§ **Action item**
Leave out every picture, and return exactly the lines from the line containing "Target: paintbrush bristles" through the end of the records below, both inclusive.

§ **Data for this task**
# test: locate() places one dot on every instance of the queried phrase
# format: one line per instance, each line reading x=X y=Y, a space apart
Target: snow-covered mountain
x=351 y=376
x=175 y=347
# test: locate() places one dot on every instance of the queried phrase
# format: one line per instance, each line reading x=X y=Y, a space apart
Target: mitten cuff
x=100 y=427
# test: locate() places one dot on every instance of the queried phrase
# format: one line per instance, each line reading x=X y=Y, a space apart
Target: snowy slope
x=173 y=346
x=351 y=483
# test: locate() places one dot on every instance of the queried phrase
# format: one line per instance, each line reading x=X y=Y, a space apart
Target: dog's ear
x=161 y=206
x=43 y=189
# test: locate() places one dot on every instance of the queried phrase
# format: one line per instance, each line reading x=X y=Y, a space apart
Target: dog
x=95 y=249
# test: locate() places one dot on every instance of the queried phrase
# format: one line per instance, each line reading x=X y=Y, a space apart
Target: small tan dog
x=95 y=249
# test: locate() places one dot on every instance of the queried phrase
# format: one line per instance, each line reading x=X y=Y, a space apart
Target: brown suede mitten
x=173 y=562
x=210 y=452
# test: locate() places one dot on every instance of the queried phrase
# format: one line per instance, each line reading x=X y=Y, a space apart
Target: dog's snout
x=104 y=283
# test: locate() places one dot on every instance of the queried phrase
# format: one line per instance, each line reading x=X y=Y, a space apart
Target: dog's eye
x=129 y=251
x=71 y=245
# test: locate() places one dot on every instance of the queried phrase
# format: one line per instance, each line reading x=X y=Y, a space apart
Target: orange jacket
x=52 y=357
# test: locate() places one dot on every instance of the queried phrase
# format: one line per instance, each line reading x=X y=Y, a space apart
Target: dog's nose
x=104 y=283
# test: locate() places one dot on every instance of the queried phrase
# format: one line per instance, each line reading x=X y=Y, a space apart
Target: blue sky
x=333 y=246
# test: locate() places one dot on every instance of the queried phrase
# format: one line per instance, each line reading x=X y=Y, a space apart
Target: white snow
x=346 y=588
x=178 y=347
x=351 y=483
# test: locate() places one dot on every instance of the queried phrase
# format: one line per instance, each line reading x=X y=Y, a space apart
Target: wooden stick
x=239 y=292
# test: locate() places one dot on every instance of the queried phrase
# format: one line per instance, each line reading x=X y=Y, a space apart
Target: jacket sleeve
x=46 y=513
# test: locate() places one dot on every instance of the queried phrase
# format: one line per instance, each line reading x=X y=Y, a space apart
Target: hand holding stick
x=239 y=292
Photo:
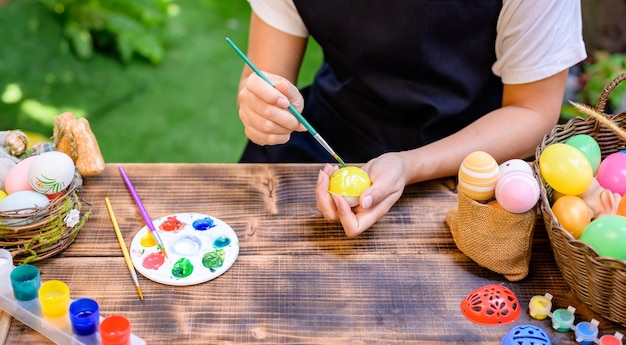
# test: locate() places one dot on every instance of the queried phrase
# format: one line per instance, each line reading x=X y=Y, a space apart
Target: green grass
x=183 y=110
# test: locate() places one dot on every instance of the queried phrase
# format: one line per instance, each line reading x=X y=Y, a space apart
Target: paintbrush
x=120 y=239
x=143 y=211
x=291 y=108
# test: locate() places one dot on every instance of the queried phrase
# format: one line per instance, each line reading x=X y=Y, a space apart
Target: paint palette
x=199 y=248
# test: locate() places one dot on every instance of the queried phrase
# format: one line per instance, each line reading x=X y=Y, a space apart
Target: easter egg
x=612 y=173
x=517 y=192
x=51 y=172
x=17 y=178
x=607 y=235
x=515 y=165
x=566 y=169
x=589 y=147
x=23 y=202
x=349 y=182
x=478 y=175
x=572 y=213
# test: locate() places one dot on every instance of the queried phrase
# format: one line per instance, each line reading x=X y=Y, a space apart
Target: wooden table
x=298 y=279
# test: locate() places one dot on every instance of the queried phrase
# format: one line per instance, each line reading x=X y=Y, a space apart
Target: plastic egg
x=526 y=334
x=517 y=192
x=51 y=172
x=607 y=235
x=589 y=147
x=566 y=169
x=17 y=178
x=515 y=165
x=23 y=202
x=349 y=182
x=612 y=173
x=572 y=213
x=478 y=175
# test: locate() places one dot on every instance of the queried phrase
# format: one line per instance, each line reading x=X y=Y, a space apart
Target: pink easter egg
x=612 y=173
x=517 y=192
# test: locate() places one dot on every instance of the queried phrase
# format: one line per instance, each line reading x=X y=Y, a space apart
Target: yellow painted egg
x=478 y=175
x=349 y=182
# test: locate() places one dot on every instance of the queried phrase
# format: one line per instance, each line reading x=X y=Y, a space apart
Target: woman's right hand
x=263 y=109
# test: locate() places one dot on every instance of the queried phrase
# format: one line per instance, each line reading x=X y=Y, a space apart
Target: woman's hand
x=263 y=109
x=388 y=175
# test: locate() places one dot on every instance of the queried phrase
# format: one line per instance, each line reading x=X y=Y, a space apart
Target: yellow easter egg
x=349 y=182
x=478 y=175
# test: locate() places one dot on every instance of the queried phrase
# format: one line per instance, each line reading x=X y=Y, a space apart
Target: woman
x=410 y=87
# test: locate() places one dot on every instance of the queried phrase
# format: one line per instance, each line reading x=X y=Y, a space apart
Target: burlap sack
x=493 y=237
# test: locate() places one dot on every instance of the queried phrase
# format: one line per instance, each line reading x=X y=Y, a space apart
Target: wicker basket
x=599 y=282
x=33 y=234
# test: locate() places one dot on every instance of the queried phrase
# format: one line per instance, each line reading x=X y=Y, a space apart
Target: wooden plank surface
x=298 y=279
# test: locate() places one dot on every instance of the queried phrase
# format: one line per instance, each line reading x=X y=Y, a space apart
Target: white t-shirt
x=535 y=38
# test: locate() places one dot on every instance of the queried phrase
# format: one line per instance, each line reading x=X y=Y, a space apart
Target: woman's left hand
x=388 y=175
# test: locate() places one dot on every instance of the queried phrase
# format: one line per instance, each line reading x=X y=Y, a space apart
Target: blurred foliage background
x=159 y=85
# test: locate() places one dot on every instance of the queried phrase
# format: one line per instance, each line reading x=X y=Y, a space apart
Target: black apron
x=397 y=74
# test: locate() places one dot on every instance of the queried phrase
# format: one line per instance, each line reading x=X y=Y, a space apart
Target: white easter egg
x=17 y=178
x=51 y=172
x=23 y=203
x=515 y=165
x=478 y=175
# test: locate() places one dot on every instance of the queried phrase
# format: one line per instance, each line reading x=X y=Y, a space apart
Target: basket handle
x=607 y=90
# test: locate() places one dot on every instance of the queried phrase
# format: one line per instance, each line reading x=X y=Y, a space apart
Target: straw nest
x=33 y=234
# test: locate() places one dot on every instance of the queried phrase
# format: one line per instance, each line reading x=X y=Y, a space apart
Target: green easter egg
x=607 y=235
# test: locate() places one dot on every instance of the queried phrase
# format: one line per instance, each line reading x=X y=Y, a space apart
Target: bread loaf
x=74 y=137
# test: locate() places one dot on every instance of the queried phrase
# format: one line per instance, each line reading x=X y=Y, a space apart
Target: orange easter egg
x=478 y=175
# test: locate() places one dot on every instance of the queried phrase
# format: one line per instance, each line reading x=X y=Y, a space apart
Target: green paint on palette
x=214 y=259
x=182 y=268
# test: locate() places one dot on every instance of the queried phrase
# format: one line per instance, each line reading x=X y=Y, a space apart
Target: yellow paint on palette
x=478 y=175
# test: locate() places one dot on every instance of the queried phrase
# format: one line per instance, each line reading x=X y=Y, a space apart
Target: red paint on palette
x=172 y=224
x=153 y=261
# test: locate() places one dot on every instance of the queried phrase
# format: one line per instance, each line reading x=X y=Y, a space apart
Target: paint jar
x=562 y=320
x=6 y=267
x=586 y=332
x=540 y=306
x=85 y=316
x=25 y=281
x=610 y=340
x=115 y=330
x=54 y=297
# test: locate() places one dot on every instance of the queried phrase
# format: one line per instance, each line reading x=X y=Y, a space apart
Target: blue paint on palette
x=203 y=224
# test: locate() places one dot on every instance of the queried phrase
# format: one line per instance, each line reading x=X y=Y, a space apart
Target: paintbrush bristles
x=601 y=118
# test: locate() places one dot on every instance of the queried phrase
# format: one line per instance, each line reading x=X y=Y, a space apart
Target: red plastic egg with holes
x=491 y=305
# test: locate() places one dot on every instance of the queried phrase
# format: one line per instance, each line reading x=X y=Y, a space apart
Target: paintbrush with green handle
x=291 y=108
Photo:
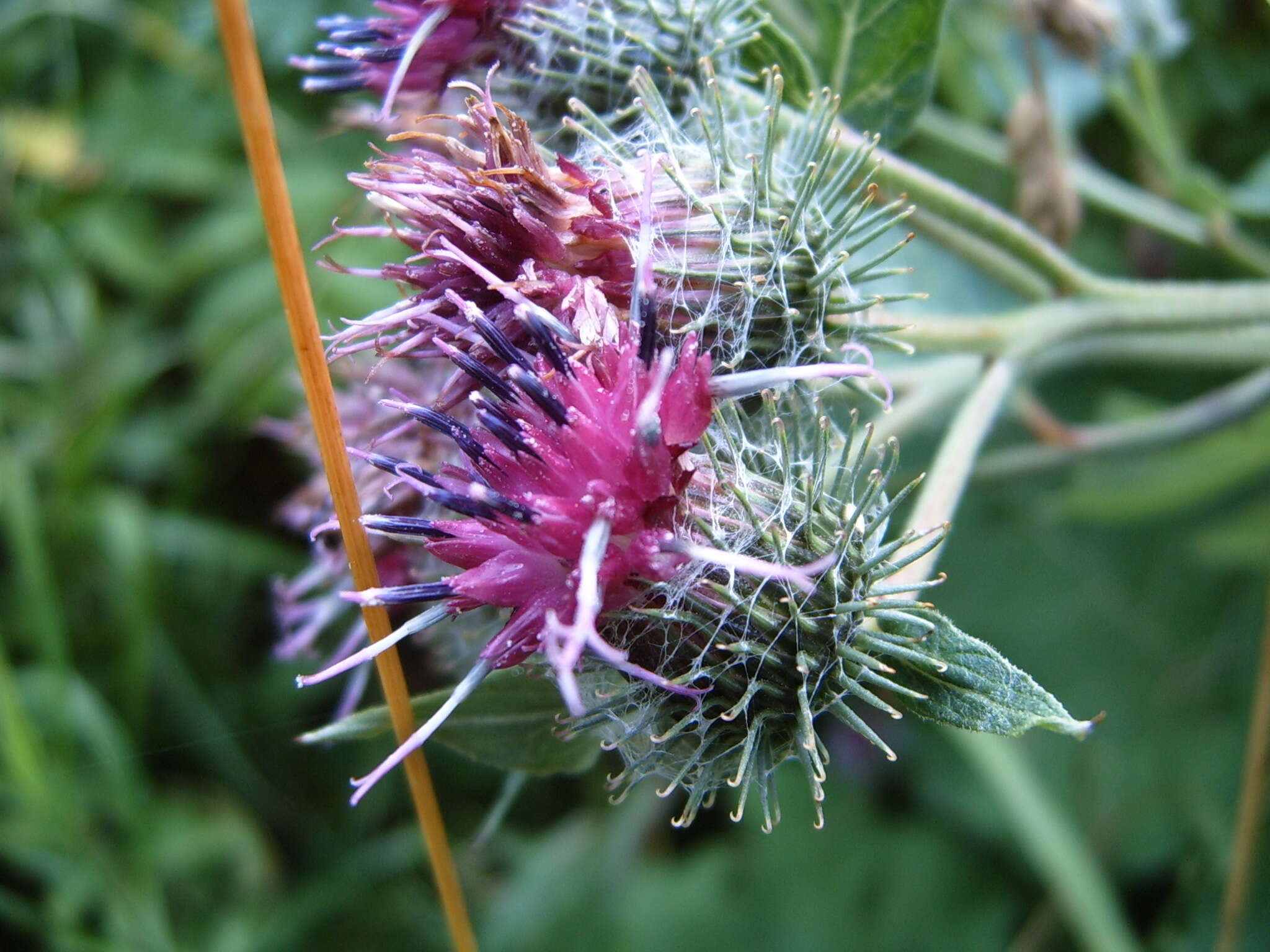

§ **Result of the task**
Target: paintbrush bristles
x=601 y=118
# test: locate() places one dot on every instance of the queried phrase
# format: one line per instance, each line reading x=X y=Y, a space apart
Target: red plastic egg with holes
x=491 y=305
# test: locate() places one dot on every instance of the queried phrase
# format: one line per instance, each line reading x=X y=Y, a space apart
Target: paintbrush with green handle
x=291 y=108
Photo:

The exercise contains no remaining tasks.